> [What is being asked] Identify each of the lines below that contains the word "chapel", and copy those lines.

> [Provided entries]
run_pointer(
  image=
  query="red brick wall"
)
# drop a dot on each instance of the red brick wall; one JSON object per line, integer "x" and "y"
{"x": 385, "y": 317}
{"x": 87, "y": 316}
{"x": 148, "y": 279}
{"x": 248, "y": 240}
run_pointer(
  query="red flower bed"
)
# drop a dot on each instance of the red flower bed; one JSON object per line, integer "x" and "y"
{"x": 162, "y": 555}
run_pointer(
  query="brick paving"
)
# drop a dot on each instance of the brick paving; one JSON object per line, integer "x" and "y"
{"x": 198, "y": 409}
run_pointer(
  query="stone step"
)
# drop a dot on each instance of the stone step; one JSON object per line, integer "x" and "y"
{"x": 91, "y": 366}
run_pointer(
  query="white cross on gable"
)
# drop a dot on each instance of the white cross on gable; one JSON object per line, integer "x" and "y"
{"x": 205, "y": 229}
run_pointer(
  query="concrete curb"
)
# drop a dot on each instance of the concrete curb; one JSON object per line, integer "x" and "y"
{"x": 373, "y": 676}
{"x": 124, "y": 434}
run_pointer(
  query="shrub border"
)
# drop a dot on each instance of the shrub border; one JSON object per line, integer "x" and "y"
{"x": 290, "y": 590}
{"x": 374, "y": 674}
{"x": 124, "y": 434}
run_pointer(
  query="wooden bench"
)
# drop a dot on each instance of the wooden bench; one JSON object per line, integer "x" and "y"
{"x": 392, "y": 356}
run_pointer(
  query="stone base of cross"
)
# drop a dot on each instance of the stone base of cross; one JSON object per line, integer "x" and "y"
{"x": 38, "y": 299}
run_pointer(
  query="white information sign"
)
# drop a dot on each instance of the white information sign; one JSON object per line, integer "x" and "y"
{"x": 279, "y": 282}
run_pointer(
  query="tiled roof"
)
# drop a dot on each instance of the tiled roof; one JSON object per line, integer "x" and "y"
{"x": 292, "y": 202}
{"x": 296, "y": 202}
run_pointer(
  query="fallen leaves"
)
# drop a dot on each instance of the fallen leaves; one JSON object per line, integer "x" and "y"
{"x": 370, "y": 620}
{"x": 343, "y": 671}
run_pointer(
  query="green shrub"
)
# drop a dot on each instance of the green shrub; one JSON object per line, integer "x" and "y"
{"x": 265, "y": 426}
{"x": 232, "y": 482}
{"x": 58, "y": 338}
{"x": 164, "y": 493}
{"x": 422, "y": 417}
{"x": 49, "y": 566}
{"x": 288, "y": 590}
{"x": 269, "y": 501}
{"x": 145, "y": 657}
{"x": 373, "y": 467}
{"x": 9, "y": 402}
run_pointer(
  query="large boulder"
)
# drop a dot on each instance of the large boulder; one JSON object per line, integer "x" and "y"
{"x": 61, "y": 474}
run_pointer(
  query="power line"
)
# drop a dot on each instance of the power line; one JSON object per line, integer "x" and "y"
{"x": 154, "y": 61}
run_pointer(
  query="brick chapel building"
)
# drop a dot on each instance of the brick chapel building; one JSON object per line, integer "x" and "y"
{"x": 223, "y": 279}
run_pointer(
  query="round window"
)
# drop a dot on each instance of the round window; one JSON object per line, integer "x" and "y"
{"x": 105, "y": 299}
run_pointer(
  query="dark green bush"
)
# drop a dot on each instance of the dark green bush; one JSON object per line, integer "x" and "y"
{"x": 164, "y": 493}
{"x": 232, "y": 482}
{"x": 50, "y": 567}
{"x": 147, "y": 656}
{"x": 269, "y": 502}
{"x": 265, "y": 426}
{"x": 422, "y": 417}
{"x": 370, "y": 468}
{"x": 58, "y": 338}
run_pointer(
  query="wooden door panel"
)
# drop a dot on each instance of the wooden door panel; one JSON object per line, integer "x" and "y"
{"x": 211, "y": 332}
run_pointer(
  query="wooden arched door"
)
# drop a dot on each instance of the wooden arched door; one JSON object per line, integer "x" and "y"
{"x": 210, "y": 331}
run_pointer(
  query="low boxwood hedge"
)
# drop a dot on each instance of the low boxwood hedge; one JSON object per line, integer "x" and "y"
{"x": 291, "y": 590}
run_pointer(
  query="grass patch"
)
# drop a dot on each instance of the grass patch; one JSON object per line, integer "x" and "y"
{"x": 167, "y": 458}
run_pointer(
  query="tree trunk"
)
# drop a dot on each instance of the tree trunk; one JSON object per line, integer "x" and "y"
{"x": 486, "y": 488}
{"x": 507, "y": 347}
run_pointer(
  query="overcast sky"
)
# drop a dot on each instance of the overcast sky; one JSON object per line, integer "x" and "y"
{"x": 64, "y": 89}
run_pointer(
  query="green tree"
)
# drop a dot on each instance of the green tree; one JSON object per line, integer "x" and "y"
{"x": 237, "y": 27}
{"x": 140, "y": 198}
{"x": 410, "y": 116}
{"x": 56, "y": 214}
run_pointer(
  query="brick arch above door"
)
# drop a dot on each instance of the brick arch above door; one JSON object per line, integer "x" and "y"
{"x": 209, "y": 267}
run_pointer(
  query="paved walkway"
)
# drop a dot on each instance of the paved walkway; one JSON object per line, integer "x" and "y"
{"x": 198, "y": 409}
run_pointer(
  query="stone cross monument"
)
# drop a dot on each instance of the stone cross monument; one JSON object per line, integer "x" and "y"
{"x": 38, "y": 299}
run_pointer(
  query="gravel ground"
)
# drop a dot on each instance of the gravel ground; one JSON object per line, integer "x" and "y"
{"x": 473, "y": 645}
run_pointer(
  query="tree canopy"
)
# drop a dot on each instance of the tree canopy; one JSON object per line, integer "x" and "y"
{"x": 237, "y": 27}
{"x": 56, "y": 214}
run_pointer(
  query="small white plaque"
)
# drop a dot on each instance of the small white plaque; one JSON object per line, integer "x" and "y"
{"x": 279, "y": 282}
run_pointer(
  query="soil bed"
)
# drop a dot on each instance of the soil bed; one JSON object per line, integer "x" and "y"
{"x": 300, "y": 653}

> [Exercise output]
  query="brick chapel building"
# drop a dot on each instance of the brick chapel building; one JSON object per line, integer "x" and "y"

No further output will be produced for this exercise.